++++ Document segment

“In short, I had always believed that the world involved magic: now I thought that perhaps it involved a magician. And this pointed to a profound emotion always present and sub-conscious; that this world of ours has some purpose; and if there is a purpose, there is a person. I had always felt life first as a story: and if there is a story there is a story-teller.”
– G. K. Chesterton
We understand others in relation to a story.
Consider how you might explain a historical figure to someone. How would you help someone understand (if they truly had no idea) who George Washington was? You might start by offering some data to help frame his life, such as: George Washington was a general during the Revolutionary War. But that doesn’t say much without context. And to give context you need to tell a story. You need to explain what it meant to be a general in the Revolutionary army and why there was a Revolutionary army in the first place and why the Americans were fighting the British and why America’s pursuit of independence was so significant in the grand scheme of things, and so on. Then you would need to tell what part Washington played in it all and then how he went on to be President. You may want to tell of his relationships with his wife Martha or his aide Alexander Hamilton. You may want to recite some of his writings to communicate his thoughts about the circumstances he faced. All this to say, data alone does very little to explain who George Washington truly was. You need to tell his story, fit into a larger story. Then, you begin to make sense of the person.
We understand ourselves in relation to a story.

++++++++
++++ Material provided

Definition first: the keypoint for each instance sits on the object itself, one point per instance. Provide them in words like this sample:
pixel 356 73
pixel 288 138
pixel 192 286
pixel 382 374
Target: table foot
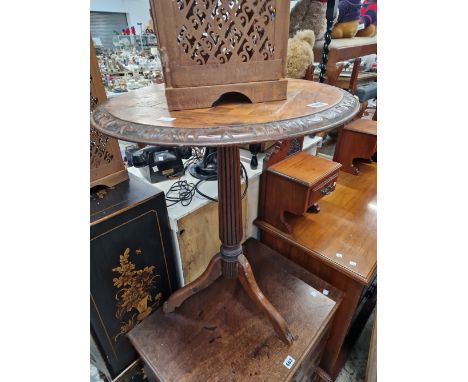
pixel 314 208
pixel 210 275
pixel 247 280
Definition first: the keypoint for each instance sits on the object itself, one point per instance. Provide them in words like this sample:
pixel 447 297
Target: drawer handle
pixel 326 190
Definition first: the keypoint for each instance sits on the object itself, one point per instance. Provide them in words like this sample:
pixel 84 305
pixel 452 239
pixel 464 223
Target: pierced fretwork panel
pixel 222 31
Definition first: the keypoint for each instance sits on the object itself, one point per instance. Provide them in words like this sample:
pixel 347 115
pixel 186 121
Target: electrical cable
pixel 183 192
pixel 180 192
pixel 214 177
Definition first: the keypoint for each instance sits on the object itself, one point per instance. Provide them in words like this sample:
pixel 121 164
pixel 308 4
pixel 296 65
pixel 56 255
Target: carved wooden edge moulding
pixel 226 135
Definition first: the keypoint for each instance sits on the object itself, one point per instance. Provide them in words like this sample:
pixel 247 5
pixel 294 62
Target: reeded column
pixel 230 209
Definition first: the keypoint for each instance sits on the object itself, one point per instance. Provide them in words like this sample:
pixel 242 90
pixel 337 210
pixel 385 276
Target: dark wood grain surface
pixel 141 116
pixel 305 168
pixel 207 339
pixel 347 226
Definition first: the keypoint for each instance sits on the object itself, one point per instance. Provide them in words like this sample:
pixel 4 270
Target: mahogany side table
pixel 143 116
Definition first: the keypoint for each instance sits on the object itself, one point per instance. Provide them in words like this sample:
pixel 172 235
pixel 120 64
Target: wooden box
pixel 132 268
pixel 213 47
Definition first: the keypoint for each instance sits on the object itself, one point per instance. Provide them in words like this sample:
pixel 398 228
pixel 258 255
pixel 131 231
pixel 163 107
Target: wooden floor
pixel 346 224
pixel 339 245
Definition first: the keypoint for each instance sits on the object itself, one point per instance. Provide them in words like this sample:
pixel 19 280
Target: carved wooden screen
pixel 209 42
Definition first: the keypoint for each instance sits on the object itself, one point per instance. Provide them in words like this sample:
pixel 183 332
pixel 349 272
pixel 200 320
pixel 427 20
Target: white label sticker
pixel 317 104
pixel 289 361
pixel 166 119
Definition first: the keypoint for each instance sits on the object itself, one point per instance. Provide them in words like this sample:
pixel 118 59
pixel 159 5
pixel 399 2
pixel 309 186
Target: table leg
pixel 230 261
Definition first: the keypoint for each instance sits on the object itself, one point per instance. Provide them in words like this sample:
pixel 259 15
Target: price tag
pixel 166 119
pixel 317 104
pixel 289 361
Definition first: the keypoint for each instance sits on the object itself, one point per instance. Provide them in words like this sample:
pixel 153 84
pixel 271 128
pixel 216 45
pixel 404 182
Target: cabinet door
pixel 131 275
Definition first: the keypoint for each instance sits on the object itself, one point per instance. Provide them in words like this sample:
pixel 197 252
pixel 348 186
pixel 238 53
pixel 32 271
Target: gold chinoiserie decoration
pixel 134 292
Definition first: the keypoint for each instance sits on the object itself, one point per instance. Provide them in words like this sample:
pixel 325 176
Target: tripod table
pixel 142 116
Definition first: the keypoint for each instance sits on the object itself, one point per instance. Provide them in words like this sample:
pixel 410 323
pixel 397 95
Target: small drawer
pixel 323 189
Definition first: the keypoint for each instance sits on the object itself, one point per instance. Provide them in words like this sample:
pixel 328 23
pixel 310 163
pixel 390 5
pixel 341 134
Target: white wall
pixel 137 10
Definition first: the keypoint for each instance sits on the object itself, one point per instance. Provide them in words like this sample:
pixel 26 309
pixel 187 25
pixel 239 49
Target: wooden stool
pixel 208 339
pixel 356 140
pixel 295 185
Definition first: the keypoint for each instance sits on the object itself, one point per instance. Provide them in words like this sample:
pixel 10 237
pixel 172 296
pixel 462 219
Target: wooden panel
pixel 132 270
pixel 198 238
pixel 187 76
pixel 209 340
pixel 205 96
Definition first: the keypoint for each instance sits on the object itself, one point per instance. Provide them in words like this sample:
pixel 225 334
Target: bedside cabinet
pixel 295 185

++++++++

## [Stated goal]
Reproduce the passage on understanding people through story in full, word for word. The entries have no role in this work.

## [Reply to the exercise]
“In short, I had always believed that the world involved magic: now I thought that perhaps it involved a magician. And this pointed to a profound emotion always present and sub-conscious; that this world of ours has some purpose; and if there is a purpose, there is a person. I had always felt life first as a story: and if there is a story there is a story-teller.”
– G. K. Chesterton
We understand others in relation to a story.
Consider how you might explain a historical figure to someone. How would you help someone understand (if they truly had no idea) who George Washington was? You might start by offering some data to help frame his life, such as: George Washington was a general during the Revolutionary War. But that doesn’t say much without context. And to give context you need to tell a story. You need to explain what it meant to be a general in the Revolutionary army and why there was a Revolutionary army in the first place and why the Americans were fighting the British and why America’s pursuit of independence was so significant in the grand scheme of things, and so on. Then you would need to tell what part Washington played in it all and then how he went on to be President. You may want to tell of his relationships with his wife Martha or his aide Alexander Hamilton. You may want to recite some of his writings to communicate his thoughts about the circumstances he faced. All this to say, data alone does very little to explain who George Washington truly was. You need to tell his story, fit into a larger story. Then, you begin to make sense of the person.
We understand ourselves in relation to a story.